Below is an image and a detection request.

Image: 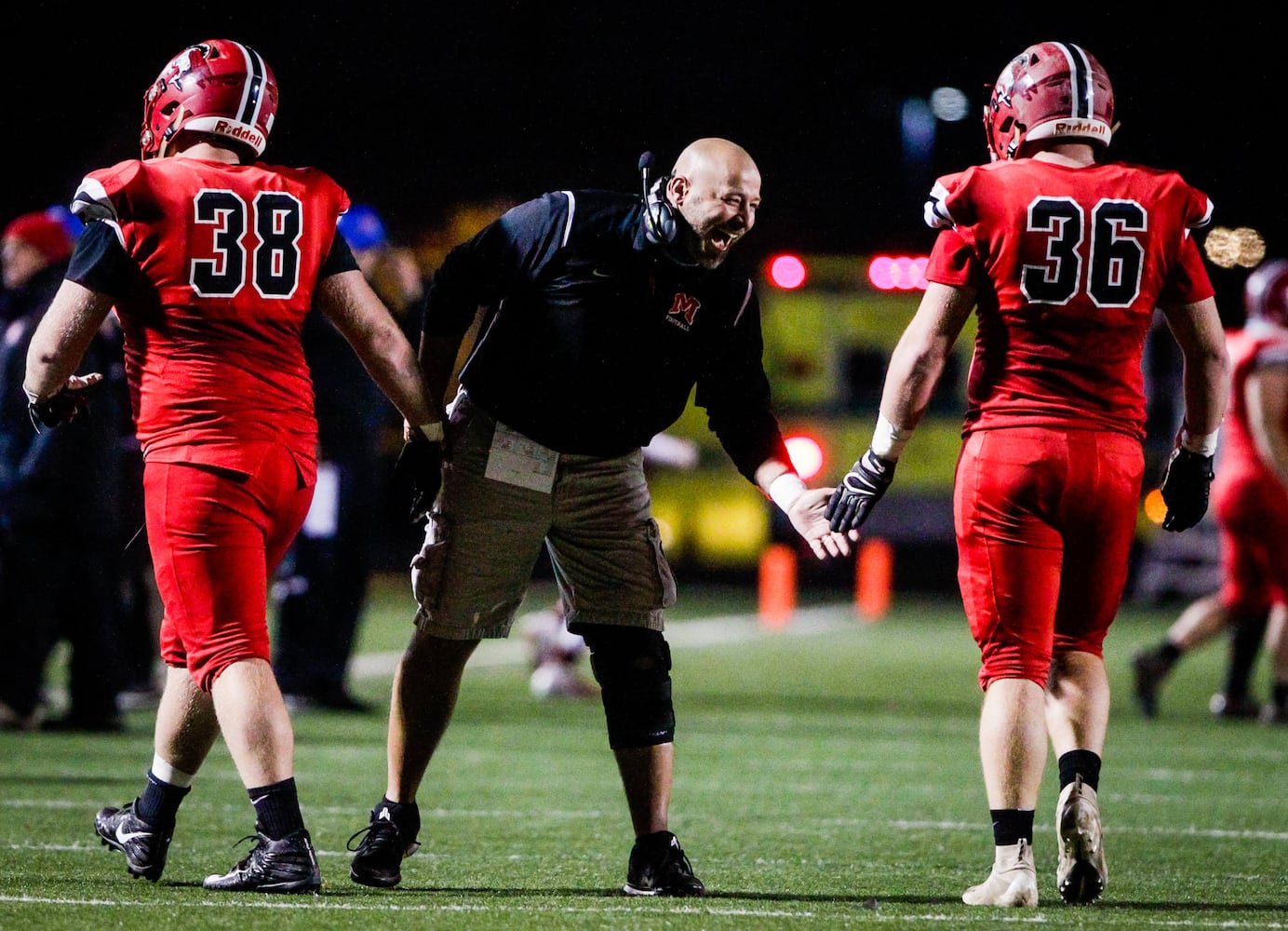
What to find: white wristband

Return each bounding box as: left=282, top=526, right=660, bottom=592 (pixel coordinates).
left=769, top=473, right=805, bottom=514
left=1181, top=426, right=1221, bottom=456
left=872, top=413, right=912, bottom=463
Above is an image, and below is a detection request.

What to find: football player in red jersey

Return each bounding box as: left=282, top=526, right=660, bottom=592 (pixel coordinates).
left=24, top=38, right=442, bottom=893
left=829, top=43, right=1230, bottom=907
left=1133, top=259, right=1288, bottom=723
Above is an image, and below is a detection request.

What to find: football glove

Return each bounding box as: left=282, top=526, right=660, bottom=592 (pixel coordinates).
left=395, top=430, right=443, bottom=524
left=825, top=450, right=895, bottom=533
left=1161, top=446, right=1214, bottom=532
left=27, top=387, right=88, bottom=433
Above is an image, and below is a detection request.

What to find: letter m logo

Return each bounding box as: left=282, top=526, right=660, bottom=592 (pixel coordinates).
left=667, top=293, right=702, bottom=326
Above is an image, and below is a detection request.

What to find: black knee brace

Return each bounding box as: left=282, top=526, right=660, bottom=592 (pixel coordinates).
left=577, top=625, right=675, bottom=749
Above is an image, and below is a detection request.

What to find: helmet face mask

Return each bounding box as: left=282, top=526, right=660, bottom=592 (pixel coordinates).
left=139, top=38, right=277, bottom=160
left=984, top=43, right=1114, bottom=161
left=1243, top=259, right=1288, bottom=329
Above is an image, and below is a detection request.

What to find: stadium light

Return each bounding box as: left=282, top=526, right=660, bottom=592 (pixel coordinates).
left=868, top=255, right=929, bottom=291
left=769, top=252, right=808, bottom=291
left=783, top=434, right=823, bottom=481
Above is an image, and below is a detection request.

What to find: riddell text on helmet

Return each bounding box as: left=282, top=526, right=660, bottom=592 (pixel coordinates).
left=1051, top=120, right=1109, bottom=138
left=211, top=120, right=264, bottom=148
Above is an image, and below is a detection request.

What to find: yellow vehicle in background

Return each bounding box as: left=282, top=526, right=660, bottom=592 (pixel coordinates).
left=650, top=255, right=973, bottom=589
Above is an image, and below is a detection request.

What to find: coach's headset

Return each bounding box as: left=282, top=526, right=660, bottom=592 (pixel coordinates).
left=638, top=152, right=680, bottom=246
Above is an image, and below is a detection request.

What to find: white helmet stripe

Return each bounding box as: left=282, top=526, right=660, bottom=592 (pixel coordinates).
left=229, top=41, right=265, bottom=127
left=1054, top=43, right=1096, bottom=120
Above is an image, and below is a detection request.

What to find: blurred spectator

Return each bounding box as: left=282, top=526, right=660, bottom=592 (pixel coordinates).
left=1133, top=591, right=1288, bottom=722
left=0, top=211, right=128, bottom=732
left=273, top=204, right=423, bottom=712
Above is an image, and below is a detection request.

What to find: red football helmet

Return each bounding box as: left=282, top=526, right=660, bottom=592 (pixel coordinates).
left=139, top=38, right=277, bottom=158
left=984, top=43, right=1114, bottom=161
left=1243, top=259, right=1288, bottom=327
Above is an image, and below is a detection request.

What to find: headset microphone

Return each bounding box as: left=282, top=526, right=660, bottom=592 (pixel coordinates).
left=638, top=152, right=653, bottom=201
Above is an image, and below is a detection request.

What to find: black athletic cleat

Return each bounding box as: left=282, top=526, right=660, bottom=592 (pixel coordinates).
left=622, top=830, right=707, bottom=897
left=201, top=824, right=322, bottom=893
left=94, top=799, right=174, bottom=882
left=346, top=803, right=420, bottom=888
left=1131, top=650, right=1171, bottom=717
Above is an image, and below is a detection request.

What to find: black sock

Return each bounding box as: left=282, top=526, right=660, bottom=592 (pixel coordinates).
left=371, top=799, right=420, bottom=843
left=246, top=777, right=304, bottom=841
left=1224, top=614, right=1270, bottom=698
left=988, top=809, right=1033, bottom=847
left=134, top=769, right=192, bottom=830
left=1059, top=749, right=1100, bottom=792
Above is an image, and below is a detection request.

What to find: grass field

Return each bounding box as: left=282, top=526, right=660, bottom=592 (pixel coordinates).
left=0, top=578, right=1288, bottom=931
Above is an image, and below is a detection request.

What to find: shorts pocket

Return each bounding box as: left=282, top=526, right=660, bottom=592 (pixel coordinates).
left=410, top=514, right=447, bottom=611
left=648, top=518, right=675, bottom=608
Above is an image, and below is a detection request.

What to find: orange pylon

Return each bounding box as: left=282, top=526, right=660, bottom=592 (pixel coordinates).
left=854, top=537, right=893, bottom=621
left=760, top=544, right=796, bottom=628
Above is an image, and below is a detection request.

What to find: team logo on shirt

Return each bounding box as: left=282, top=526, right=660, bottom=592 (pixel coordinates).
left=666, top=293, right=702, bottom=330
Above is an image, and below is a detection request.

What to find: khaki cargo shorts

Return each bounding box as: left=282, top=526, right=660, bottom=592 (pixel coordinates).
left=410, top=391, right=675, bottom=640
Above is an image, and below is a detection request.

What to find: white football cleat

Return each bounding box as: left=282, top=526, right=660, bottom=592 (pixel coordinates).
left=962, top=840, right=1039, bottom=908
left=1054, top=776, right=1109, bottom=905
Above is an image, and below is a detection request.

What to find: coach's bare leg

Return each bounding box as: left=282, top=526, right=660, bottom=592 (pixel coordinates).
left=152, top=667, right=219, bottom=776
left=979, top=679, right=1047, bottom=810
left=385, top=629, right=479, bottom=803
left=1046, top=652, right=1109, bottom=759
left=613, top=743, right=675, bottom=837
left=210, top=659, right=295, bottom=788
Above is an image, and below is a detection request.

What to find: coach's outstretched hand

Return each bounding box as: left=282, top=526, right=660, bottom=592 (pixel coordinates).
left=27, top=372, right=103, bottom=433
left=1160, top=446, right=1214, bottom=532
left=395, top=430, right=443, bottom=524
left=827, top=448, right=895, bottom=533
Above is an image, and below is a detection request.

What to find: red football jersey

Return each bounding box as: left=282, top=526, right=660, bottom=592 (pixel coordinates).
left=1212, top=319, right=1288, bottom=506
left=76, top=158, right=349, bottom=471
left=926, top=158, right=1214, bottom=438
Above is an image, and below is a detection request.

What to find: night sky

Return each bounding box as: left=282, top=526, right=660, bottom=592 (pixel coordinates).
left=9, top=0, right=1288, bottom=308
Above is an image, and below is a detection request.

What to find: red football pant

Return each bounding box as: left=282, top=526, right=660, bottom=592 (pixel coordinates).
left=143, top=446, right=313, bottom=692
left=953, top=427, right=1145, bottom=689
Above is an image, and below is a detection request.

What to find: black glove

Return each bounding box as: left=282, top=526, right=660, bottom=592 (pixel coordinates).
left=825, top=450, right=895, bottom=533
left=27, top=387, right=88, bottom=433
left=1161, top=446, right=1214, bottom=532
left=395, top=430, right=443, bottom=524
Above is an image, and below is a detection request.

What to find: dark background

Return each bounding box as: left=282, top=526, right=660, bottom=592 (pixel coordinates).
left=7, top=3, right=1288, bottom=306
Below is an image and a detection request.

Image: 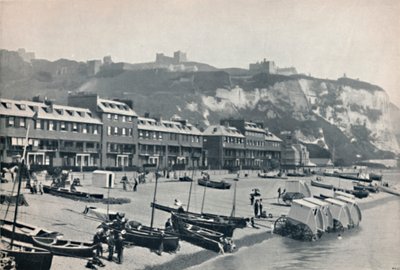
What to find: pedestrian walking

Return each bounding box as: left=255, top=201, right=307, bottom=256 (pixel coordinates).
left=115, top=233, right=124, bottom=264
left=107, top=231, right=115, bottom=261
left=93, top=229, right=104, bottom=256
left=254, top=200, right=259, bottom=217
left=39, top=181, right=43, bottom=195
left=133, top=177, right=138, bottom=192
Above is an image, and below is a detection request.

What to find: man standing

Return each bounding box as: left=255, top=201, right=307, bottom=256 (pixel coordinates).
left=115, top=233, right=124, bottom=264
left=107, top=231, right=115, bottom=261
left=254, top=200, right=259, bottom=217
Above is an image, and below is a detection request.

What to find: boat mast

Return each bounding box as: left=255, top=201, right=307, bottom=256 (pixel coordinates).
left=186, top=150, right=194, bottom=212
left=200, top=180, right=208, bottom=214
left=150, top=169, right=158, bottom=231
left=231, top=177, right=239, bottom=217
left=11, top=124, right=29, bottom=248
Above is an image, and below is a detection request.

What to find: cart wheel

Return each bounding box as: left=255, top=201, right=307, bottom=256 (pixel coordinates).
left=292, top=224, right=315, bottom=241
left=274, top=216, right=288, bottom=236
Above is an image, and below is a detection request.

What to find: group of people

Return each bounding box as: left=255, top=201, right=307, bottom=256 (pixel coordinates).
left=88, top=213, right=127, bottom=264
left=27, top=172, right=43, bottom=195
left=121, top=176, right=139, bottom=192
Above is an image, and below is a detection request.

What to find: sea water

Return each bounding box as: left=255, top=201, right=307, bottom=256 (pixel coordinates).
left=193, top=173, right=400, bottom=270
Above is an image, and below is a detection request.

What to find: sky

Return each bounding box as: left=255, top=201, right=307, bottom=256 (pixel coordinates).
left=0, top=0, right=400, bottom=107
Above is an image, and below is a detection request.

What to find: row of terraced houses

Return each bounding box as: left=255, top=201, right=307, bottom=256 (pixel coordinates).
left=0, top=93, right=282, bottom=169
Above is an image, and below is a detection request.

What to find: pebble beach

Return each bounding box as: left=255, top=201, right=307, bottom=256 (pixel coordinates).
left=1, top=171, right=400, bottom=270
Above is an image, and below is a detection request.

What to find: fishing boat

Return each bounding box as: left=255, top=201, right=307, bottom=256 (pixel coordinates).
left=171, top=213, right=236, bottom=237
left=124, top=222, right=179, bottom=252
left=172, top=215, right=233, bottom=252
left=100, top=172, right=179, bottom=252
left=151, top=203, right=247, bottom=228
left=0, top=127, right=53, bottom=270
left=258, top=170, right=280, bottom=178
left=0, top=194, right=29, bottom=206
left=0, top=236, right=53, bottom=270
left=32, top=237, right=96, bottom=258
left=43, top=186, right=104, bottom=199
left=197, top=178, right=231, bottom=189
left=179, top=175, right=193, bottom=182
left=339, top=174, right=372, bottom=183
left=353, top=184, right=379, bottom=193
left=0, top=219, right=60, bottom=244
left=311, top=180, right=335, bottom=189
left=369, top=173, right=382, bottom=181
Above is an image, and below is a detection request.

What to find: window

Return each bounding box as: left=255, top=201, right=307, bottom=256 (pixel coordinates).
left=60, top=122, right=67, bottom=131
left=35, top=120, right=42, bottom=129
left=49, top=120, right=54, bottom=131
left=19, top=118, right=25, bottom=127
left=7, top=116, right=15, bottom=127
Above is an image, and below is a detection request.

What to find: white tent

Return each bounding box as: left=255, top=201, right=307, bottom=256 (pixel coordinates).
left=92, top=170, right=115, bottom=188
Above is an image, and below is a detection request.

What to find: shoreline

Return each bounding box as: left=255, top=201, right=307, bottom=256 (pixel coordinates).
left=1, top=171, right=398, bottom=270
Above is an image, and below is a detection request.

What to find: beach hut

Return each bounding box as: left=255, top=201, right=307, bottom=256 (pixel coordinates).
left=333, top=191, right=356, bottom=200
left=303, top=197, right=334, bottom=232
left=324, top=198, right=352, bottom=230
left=274, top=199, right=324, bottom=241
left=92, top=170, right=115, bottom=188
left=278, top=180, right=311, bottom=204
left=335, top=196, right=362, bottom=226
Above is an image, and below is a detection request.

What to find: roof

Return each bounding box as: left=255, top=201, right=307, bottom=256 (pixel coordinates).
left=265, top=131, right=282, bottom=142
left=97, top=98, right=137, bottom=116
left=244, top=121, right=267, bottom=134
left=138, top=117, right=202, bottom=136
left=335, top=196, right=356, bottom=204
left=325, top=198, right=347, bottom=207
left=303, top=197, right=329, bottom=206
left=292, top=199, right=318, bottom=209
left=0, top=99, right=102, bottom=124
left=203, top=125, right=245, bottom=138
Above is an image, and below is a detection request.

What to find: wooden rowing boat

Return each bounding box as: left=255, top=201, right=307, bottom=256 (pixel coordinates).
left=150, top=203, right=247, bottom=228
left=0, top=238, right=53, bottom=270
left=197, top=178, right=231, bottom=189
left=339, top=174, right=372, bottom=183
left=0, top=219, right=60, bottom=244
left=32, top=237, right=96, bottom=258
left=311, top=180, right=335, bottom=189
left=43, top=186, right=104, bottom=199
left=101, top=221, right=179, bottom=252
left=171, top=212, right=236, bottom=237
left=172, top=215, right=233, bottom=252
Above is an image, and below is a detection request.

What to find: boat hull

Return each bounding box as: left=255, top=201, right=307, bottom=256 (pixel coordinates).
left=32, top=237, right=96, bottom=258
left=197, top=179, right=231, bottom=189
left=171, top=213, right=236, bottom=237
left=150, top=203, right=247, bottom=228
left=0, top=219, right=60, bottom=244
left=43, top=186, right=104, bottom=199
left=0, top=236, right=53, bottom=270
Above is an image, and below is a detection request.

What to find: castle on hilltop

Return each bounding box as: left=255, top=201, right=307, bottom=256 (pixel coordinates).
left=249, top=58, right=297, bottom=76
left=156, top=51, right=187, bottom=65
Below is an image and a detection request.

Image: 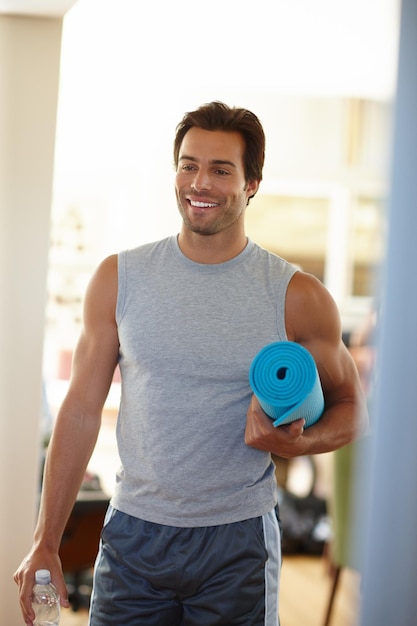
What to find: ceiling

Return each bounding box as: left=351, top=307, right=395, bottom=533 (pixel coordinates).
left=0, top=0, right=77, bottom=17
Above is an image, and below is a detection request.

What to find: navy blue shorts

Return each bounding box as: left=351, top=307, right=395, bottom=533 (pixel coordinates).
left=89, top=507, right=281, bottom=626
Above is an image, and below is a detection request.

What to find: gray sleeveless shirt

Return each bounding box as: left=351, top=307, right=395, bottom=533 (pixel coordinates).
left=112, top=237, right=296, bottom=527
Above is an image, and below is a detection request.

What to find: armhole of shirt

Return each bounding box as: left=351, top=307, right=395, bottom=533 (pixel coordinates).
left=116, top=251, right=126, bottom=324
left=277, top=265, right=299, bottom=341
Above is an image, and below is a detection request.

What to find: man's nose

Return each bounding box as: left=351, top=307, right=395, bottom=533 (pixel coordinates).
left=191, top=169, right=211, bottom=191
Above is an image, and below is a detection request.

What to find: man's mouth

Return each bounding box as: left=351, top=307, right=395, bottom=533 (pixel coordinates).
left=188, top=199, right=219, bottom=209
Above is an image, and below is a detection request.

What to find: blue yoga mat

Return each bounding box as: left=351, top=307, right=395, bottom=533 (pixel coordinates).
left=249, top=341, right=324, bottom=427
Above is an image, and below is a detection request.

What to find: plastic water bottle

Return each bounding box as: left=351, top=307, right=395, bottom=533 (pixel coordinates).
left=32, top=569, right=60, bottom=626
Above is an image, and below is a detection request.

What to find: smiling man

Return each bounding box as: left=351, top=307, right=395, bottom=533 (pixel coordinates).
left=15, top=102, right=367, bottom=626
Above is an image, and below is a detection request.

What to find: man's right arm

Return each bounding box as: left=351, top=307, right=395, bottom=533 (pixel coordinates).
left=15, top=256, right=119, bottom=624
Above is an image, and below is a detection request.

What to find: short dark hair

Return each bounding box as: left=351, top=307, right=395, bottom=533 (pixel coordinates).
left=174, top=102, right=265, bottom=181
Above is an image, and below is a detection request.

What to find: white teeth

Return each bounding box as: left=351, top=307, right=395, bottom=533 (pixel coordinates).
left=190, top=200, right=218, bottom=209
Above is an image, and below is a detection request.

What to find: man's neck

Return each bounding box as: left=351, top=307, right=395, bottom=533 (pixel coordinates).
left=178, top=226, right=248, bottom=265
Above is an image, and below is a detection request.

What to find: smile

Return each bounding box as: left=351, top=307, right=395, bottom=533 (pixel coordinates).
left=189, top=200, right=219, bottom=209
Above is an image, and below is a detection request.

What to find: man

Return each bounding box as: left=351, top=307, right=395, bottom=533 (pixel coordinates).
left=15, top=102, right=367, bottom=626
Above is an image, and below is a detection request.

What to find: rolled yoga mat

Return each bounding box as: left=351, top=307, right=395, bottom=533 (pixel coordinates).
left=249, top=341, right=324, bottom=427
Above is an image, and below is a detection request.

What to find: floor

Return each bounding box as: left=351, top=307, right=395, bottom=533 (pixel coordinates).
left=60, top=556, right=359, bottom=626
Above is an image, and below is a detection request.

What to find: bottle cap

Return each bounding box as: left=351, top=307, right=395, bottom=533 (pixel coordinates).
left=35, top=569, right=51, bottom=585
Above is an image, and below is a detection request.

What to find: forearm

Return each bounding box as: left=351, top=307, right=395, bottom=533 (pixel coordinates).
left=245, top=396, right=367, bottom=458
left=294, top=401, right=367, bottom=456
left=34, top=403, right=100, bottom=552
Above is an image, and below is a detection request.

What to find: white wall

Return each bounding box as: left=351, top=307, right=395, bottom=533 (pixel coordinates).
left=0, top=15, right=62, bottom=624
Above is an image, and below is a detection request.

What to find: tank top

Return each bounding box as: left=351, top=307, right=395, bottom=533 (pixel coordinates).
left=112, top=237, right=297, bottom=527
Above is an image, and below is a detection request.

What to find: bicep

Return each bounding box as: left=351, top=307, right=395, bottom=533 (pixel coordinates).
left=65, top=257, right=119, bottom=414
left=286, top=273, right=359, bottom=405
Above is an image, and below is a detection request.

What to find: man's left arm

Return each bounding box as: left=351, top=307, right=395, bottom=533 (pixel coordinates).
left=245, top=272, right=368, bottom=458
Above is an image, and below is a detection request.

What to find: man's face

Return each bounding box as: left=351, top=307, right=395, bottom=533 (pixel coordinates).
left=175, top=127, right=259, bottom=235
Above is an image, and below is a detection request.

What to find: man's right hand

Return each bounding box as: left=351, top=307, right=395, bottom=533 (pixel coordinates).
left=13, top=549, right=69, bottom=626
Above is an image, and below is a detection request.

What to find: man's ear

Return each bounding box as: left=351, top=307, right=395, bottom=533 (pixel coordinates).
left=246, top=180, right=260, bottom=198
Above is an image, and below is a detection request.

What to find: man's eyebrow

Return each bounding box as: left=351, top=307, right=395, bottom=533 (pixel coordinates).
left=178, top=154, right=236, bottom=169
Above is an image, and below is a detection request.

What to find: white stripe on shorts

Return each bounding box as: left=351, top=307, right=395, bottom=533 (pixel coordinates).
left=262, top=510, right=281, bottom=626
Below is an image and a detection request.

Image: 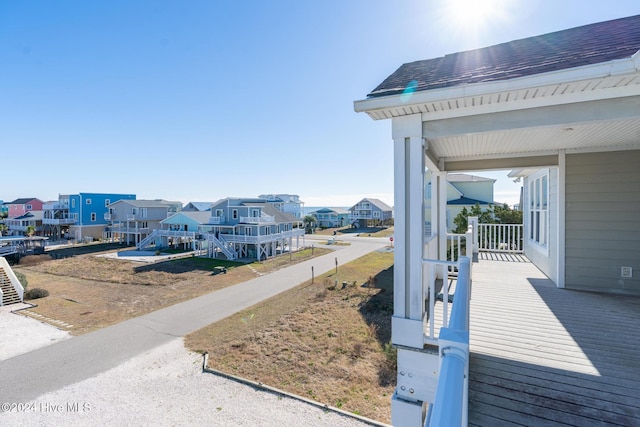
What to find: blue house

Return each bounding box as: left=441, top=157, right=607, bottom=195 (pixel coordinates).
left=42, top=193, right=136, bottom=240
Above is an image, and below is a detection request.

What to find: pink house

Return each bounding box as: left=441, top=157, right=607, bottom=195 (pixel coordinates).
left=8, top=197, right=44, bottom=218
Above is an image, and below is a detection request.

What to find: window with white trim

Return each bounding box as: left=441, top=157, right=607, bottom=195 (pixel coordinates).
left=528, top=171, right=549, bottom=246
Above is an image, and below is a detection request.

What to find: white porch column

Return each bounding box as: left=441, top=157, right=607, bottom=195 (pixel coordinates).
left=391, top=114, right=439, bottom=426
left=438, top=172, right=447, bottom=259
left=392, top=114, right=425, bottom=326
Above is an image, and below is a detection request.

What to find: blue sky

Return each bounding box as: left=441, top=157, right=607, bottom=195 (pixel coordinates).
left=0, top=0, right=640, bottom=206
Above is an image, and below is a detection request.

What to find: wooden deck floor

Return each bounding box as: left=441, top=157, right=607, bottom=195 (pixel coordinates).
left=469, top=258, right=640, bottom=426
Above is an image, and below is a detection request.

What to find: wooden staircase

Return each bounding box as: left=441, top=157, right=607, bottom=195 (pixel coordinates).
left=0, top=266, right=22, bottom=305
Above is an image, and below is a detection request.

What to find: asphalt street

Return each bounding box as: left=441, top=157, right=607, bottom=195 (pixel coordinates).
left=0, top=238, right=389, bottom=402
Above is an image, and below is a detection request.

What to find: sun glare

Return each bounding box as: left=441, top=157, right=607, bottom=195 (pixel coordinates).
left=440, top=0, right=512, bottom=43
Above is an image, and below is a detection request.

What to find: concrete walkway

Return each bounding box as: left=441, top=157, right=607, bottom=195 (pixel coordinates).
left=0, top=239, right=387, bottom=402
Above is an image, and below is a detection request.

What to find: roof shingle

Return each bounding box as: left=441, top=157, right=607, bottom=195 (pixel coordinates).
left=367, top=15, right=640, bottom=98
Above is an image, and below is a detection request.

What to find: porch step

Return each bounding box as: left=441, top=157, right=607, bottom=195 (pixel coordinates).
left=0, top=267, right=22, bottom=305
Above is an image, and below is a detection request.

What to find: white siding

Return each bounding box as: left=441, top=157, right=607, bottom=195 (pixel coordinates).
left=566, top=150, right=640, bottom=294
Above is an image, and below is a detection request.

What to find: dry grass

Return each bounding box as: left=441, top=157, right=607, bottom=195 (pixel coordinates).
left=186, top=252, right=395, bottom=422
left=14, top=246, right=328, bottom=335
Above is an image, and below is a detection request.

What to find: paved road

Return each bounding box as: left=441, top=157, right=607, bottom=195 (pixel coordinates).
left=0, top=239, right=388, bottom=402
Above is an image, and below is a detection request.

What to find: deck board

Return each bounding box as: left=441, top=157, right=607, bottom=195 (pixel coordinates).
left=469, top=260, right=640, bottom=426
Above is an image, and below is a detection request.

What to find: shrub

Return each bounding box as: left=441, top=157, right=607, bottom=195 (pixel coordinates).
left=26, top=288, right=49, bottom=299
——
• _PROBLEM TO WORK ON_
Please convert the entries into a Markdown table with the columns Row and Line, numbering each line and skipping blank lines. Begin at the first line of the entries, end after the line that contains "left=1243, top=259, right=1288, bottom=329", and leave the pictures out.

• _CORRECT ANSWER_
| Row | Line |
|---|---|
| 1 | Below is an image and a detection request. |
| 2 | Image:  |
| 3 | What to find: white wristband |
| 4 | Return each bounding box as: left=282, top=526, right=660, bottom=592 (pixel coordinates). |
| 5 | left=769, top=473, right=805, bottom=514 |
| 6 | left=1181, top=426, right=1221, bottom=456 |
| 7 | left=872, top=413, right=912, bottom=463 |
| 8 | Above is an image, and below is a detection request. |
| 9 | What to find: football player in red jersey |
| 10 | Return each bounding box as: left=282, top=526, right=660, bottom=592 (pixel coordinates). |
| 11 | left=24, top=38, right=442, bottom=893 |
| 12 | left=829, top=43, right=1230, bottom=907 |
| 13 | left=1133, top=259, right=1288, bottom=723 |
| 14 | Above is an image, and below is a detection request. |
| 15 | What to find: football glove |
| 16 | Return each bounding box as: left=282, top=526, right=660, bottom=592 (pixel coordinates). |
| 17 | left=395, top=430, right=443, bottom=524 |
| 18 | left=825, top=450, right=895, bottom=533 |
| 19 | left=1161, top=446, right=1214, bottom=532 |
| 20 | left=27, top=387, right=88, bottom=433 |
| 21 | Above is an image, and below is a detection request. |
| 22 | What to find: letter m logo |
| 23 | Return each bounding box as: left=282, top=526, right=660, bottom=592 (pixel coordinates). |
| 24 | left=667, top=293, right=702, bottom=326 |
| 25 | Above is an image, and below is a detection request. |
| 26 | What to find: black knee brace |
| 27 | Return each bounding box as: left=282, top=526, right=660, bottom=592 (pixel coordinates). |
| 28 | left=577, top=625, right=675, bottom=749 |
| 29 | Above is an image, and below is a detection request. |
| 30 | What to find: helmet face mask |
| 31 | Return each bounding box as: left=282, top=526, right=660, bottom=592 (pixel coordinates). |
| 32 | left=139, top=38, right=277, bottom=160 |
| 33 | left=984, top=43, right=1114, bottom=161 |
| 34 | left=1243, top=259, right=1288, bottom=329 |